> Письменные задания:
1) Извлеките из отрывка о плоти Христовой дословный фрагмент: начните со слов «Поэтому плоть Христова» и остановитесь после слов «под власть смерти.».
2) Определите, согласуются ли с отрывком о плоти Христовой утверждения (a), (b) и (c), и для каждого ответьте «да» или «нет», приведя в кавычках решающие слова отрывка.
(a) Вера покоится на единой реальности Богочеловека.
(b) Христово человеко-бытие названо покровом, скрывающим Божество.
(c) Слово стало плотью, чтобы спасти тело.
3) Ответьте по отрывку о плоти Христовой на вопросы (a), (b) и (c).
(a) Как в отрывке названо Христово человеко-бытие?
(b) Из чего исходит Кирилл, подчеркивая единство Слова и плоти?
(c) Под чью власть подпало тело вследствие греха непослушания?

> Отрывок со страницы:
━━━━━━━━

Поэтому плоть Христова не есть просто случайность в тварной сфере или способ, позволяющий нам по аналогии возвыситься до Логоса-Творца, каков Он «сам по себе». Чтобы по вере постигать Божественность Христа[206], нам нет нужды совлекать с Него человеко-бытие, — напротив, вера покоится на единой, нераздельной реальности Богочеловека. Посему-то Христово человеко-бытие не есть покров, скрывающий Божество, но — это «плоть Божия», это в известном смысле и есть сам Логос, так как настолько полно Слово «отождествило» Себя с плотию[207].

Кирилл настойчиво подчеркивает единство Слова и плоти Кирилл, и при этом он исходит из замысла об искуплении: Слово не для того стало плотию, чтобы освободить душу из заточения в теле, но чтобы спасти тело, которое вследствие греха непослушания подпало под власть смерти.

━━━━━━━━

Записи с разметкой точек на изображениях:
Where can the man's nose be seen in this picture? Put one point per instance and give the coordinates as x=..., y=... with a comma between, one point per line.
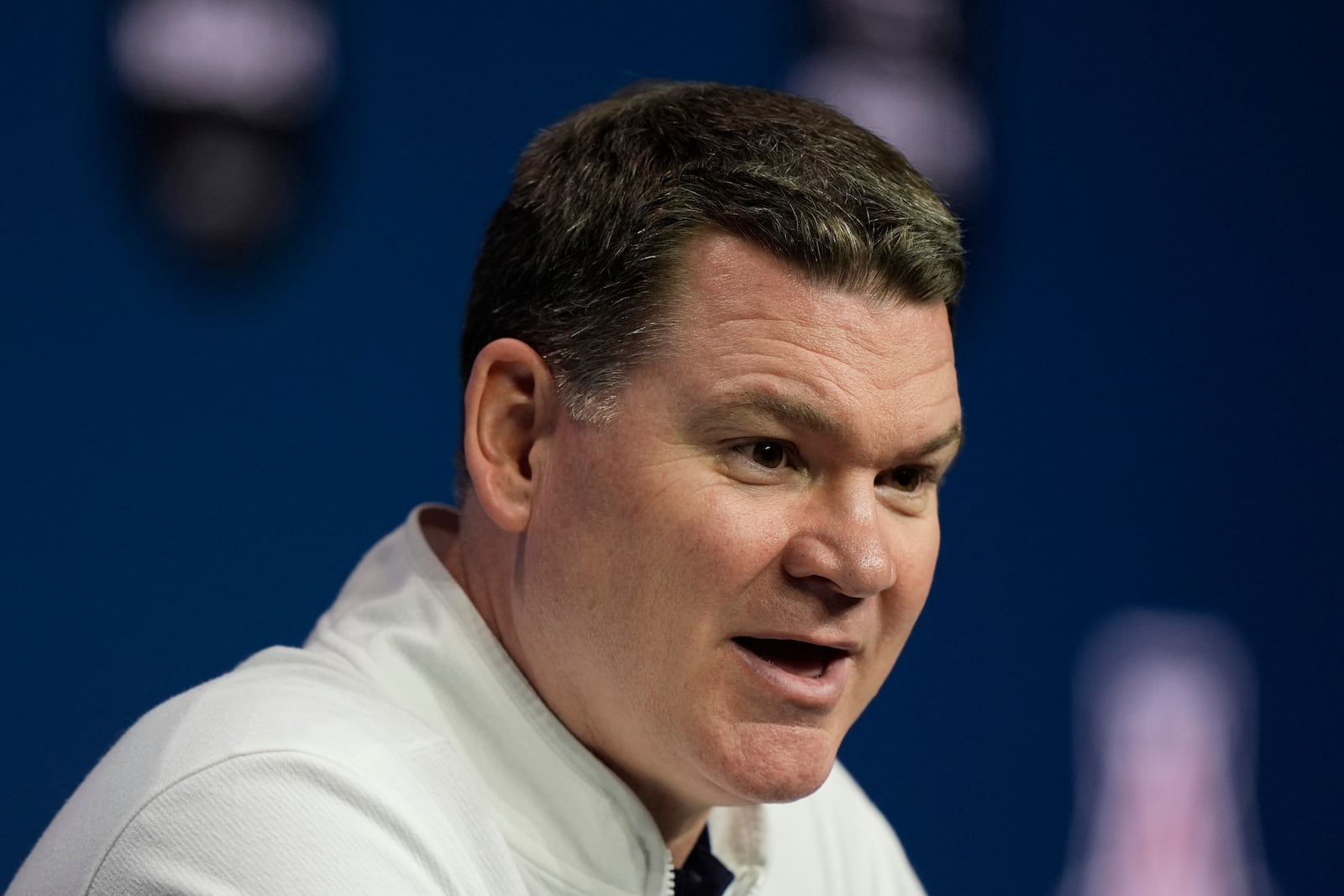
x=844, y=544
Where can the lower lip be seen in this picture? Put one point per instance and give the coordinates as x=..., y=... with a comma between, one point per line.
x=812, y=694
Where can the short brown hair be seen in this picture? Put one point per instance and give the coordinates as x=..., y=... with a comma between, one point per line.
x=577, y=261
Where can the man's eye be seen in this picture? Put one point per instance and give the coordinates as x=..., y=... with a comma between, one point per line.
x=769, y=454
x=907, y=479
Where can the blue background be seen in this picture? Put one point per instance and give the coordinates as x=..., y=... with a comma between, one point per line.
x=1148, y=349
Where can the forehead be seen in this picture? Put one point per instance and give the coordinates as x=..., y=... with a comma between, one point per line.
x=748, y=324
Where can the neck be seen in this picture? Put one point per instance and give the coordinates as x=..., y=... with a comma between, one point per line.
x=470, y=550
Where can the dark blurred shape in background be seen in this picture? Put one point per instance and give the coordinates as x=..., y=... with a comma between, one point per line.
x=897, y=67
x=223, y=93
x=1166, y=761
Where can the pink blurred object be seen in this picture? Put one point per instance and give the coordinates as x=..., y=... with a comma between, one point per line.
x=1166, y=762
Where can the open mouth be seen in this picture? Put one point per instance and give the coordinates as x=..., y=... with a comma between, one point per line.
x=796, y=658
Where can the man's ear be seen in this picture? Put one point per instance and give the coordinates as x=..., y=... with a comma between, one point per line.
x=510, y=409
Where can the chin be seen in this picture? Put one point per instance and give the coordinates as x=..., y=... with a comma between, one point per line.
x=773, y=763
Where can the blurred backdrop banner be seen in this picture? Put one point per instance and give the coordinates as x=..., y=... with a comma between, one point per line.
x=237, y=238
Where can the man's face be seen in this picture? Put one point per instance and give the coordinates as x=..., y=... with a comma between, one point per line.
x=716, y=584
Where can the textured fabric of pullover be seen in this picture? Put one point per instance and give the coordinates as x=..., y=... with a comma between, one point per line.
x=402, y=752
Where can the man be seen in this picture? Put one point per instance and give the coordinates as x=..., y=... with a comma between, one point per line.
x=709, y=399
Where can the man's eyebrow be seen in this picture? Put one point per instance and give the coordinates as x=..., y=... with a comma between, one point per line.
x=953, y=436
x=800, y=414
x=779, y=407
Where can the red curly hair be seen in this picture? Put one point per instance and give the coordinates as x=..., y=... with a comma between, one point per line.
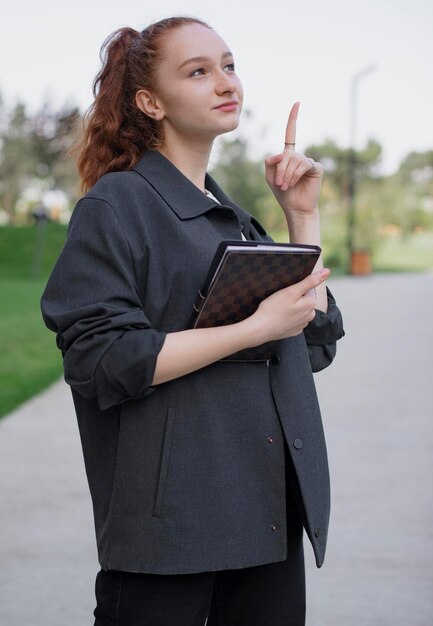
x=115, y=132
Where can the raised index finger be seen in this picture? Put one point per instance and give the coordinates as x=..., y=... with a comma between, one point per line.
x=291, y=126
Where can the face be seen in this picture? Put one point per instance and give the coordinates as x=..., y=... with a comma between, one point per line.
x=195, y=77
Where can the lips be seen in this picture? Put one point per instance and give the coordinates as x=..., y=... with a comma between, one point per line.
x=228, y=105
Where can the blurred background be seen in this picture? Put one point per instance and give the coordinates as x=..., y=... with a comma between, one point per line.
x=362, y=73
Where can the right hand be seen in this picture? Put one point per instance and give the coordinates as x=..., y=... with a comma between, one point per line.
x=286, y=312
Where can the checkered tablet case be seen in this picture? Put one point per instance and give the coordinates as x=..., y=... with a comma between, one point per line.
x=243, y=281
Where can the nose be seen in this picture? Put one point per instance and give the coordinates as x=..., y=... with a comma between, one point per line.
x=225, y=83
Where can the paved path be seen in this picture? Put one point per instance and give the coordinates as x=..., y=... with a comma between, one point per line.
x=377, y=404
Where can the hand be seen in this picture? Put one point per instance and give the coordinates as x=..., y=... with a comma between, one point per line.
x=290, y=175
x=286, y=312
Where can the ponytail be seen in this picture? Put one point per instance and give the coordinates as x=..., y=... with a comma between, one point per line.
x=115, y=132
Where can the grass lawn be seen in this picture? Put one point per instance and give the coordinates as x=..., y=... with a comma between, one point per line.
x=30, y=358
x=33, y=360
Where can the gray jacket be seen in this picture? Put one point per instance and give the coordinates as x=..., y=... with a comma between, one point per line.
x=188, y=475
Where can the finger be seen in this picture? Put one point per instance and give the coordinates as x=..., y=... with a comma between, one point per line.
x=290, y=137
x=292, y=166
x=273, y=160
x=295, y=174
x=311, y=282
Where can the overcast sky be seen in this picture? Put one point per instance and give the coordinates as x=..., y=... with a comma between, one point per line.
x=284, y=51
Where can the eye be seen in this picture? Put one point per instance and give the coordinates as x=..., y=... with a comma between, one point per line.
x=194, y=73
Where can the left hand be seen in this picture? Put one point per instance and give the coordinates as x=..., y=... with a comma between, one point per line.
x=294, y=181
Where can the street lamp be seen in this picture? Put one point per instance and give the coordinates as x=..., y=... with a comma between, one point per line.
x=352, y=161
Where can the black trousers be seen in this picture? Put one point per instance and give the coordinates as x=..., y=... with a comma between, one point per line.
x=263, y=595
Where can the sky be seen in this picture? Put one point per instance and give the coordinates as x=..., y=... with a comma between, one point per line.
x=284, y=51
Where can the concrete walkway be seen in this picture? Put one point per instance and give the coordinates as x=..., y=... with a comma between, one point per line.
x=377, y=405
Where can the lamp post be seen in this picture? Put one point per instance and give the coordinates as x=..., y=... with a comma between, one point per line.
x=351, y=223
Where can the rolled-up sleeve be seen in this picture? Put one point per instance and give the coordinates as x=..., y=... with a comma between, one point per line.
x=91, y=302
x=322, y=334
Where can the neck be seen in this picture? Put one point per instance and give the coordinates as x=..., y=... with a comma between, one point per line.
x=190, y=158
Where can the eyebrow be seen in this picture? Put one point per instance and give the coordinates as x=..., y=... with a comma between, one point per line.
x=201, y=59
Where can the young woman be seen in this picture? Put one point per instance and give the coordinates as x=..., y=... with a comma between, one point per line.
x=203, y=472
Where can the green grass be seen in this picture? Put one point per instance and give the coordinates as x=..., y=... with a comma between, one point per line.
x=393, y=254
x=30, y=358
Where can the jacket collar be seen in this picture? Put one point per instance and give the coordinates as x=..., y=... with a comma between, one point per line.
x=185, y=198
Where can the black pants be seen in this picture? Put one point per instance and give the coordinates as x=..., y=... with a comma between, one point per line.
x=264, y=595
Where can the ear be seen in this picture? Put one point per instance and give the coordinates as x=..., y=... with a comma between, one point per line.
x=147, y=102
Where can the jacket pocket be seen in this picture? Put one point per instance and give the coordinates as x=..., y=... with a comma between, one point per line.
x=165, y=459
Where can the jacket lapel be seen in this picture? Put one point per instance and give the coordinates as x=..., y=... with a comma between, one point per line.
x=183, y=197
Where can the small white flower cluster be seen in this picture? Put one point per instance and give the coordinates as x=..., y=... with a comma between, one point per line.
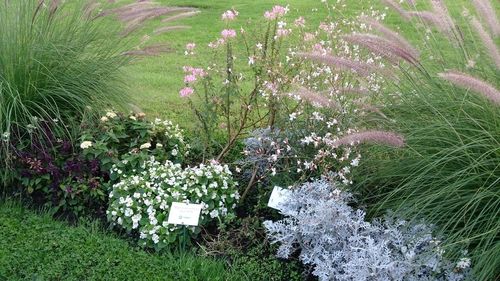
x=109, y=115
x=142, y=201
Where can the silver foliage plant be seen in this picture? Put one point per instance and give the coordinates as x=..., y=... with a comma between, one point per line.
x=340, y=244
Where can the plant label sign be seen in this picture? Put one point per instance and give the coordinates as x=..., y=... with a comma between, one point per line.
x=278, y=197
x=184, y=213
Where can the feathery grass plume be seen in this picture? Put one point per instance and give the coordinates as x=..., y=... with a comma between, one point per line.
x=390, y=34
x=360, y=68
x=153, y=50
x=488, y=42
x=373, y=136
x=383, y=47
x=445, y=21
x=314, y=98
x=468, y=82
x=397, y=8
x=348, y=91
x=54, y=4
x=181, y=16
x=90, y=8
x=164, y=29
x=487, y=12
x=56, y=65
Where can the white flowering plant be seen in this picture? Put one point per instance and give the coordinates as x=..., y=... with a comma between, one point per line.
x=140, y=202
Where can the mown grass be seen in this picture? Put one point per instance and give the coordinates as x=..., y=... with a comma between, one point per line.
x=155, y=81
x=35, y=247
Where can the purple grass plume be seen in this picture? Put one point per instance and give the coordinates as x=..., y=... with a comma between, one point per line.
x=487, y=12
x=390, y=50
x=466, y=81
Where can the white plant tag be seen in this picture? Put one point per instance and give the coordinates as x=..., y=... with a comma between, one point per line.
x=185, y=214
x=278, y=197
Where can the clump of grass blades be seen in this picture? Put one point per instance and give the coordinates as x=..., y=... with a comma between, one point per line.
x=56, y=60
x=449, y=171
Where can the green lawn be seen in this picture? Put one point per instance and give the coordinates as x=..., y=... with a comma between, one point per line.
x=155, y=81
x=36, y=247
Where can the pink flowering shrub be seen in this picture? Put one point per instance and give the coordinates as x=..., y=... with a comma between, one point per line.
x=267, y=80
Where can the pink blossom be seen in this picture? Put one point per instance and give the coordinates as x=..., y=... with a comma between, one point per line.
x=198, y=72
x=280, y=10
x=308, y=36
x=228, y=33
x=186, y=92
x=269, y=15
x=230, y=15
x=189, y=78
x=300, y=22
x=283, y=32
x=217, y=43
x=318, y=48
x=276, y=12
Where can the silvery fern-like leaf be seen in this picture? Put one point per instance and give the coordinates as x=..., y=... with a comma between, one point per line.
x=337, y=240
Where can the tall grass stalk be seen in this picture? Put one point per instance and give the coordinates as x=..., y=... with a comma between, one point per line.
x=56, y=61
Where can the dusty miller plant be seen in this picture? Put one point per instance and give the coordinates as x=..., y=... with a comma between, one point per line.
x=340, y=244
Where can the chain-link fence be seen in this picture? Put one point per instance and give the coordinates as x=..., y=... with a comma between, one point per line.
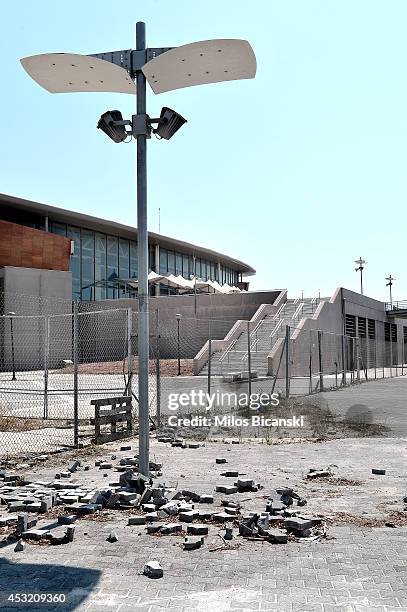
x=57, y=356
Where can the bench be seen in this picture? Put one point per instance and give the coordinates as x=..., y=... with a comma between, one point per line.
x=110, y=412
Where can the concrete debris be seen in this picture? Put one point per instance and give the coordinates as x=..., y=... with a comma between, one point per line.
x=19, y=547
x=153, y=569
x=192, y=543
x=112, y=537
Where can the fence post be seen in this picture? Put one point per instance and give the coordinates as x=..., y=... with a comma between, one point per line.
x=46, y=366
x=287, y=361
x=391, y=353
x=129, y=351
x=75, y=375
x=157, y=367
x=249, y=360
x=375, y=357
x=209, y=358
x=343, y=360
x=321, y=366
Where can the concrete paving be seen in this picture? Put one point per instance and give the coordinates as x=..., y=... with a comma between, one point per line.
x=356, y=568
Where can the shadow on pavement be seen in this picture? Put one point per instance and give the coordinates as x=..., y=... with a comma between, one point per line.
x=44, y=587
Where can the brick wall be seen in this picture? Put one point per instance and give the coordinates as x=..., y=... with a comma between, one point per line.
x=25, y=247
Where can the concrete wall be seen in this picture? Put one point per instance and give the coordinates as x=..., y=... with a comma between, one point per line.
x=32, y=294
x=216, y=314
x=329, y=318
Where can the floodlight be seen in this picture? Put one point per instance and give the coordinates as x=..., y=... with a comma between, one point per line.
x=111, y=123
x=169, y=123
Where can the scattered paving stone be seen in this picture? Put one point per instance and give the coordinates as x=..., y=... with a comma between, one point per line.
x=206, y=499
x=228, y=533
x=153, y=569
x=198, y=529
x=227, y=489
x=171, y=528
x=67, y=519
x=278, y=536
x=112, y=537
x=297, y=524
x=191, y=543
x=188, y=516
x=19, y=547
x=74, y=466
x=137, y=520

━━━━━━━━

> Результаты выполнения:
1)
Поэтому плоть Христова не есть просто случайность в тварной сфере или способ, позволяющий нам по аналогии возвыситься до Логоса-Творца, каков Он «сам по себе». Чтобы по вере постигать Божественность Христа[206], нам нет нужды совлекать с Него человеко-бытие, — напротив, вера покоится на единой, нераздельной реальности Богочеловека. Посему-то Христово человеко-бытие не есть покров, скрывающий Божество, но — это «плоть Божия», это в известном смысле и есть сам Логос, так как настолько полно Слово «отождествило» Себя с плотию[207].

Кирилл настойчиво подчеркивает единство Слова и плоти Кирилл, и при этом он исходит из замысла об искуплении: Слово не для того стало плотию, чтобы освободить душу из заточения в теле, но чтобы спасти тело, которое вследствие греха непослушания подпало под власть смерти.

2)
(a) Да: «вера покоится на единой, нераздельной реальности Богочеловека».
(b) Нет: «Христово человеко-бытие не есть покров, скрывающий Божество».
(c) Да: «но чтобы спасти тело, которое вследствие греха непослушания подпало под власть смерти».

3)
(a) «Плоть Божия».
(b) Из замысла об искуплении.
(c) Под власть смерти.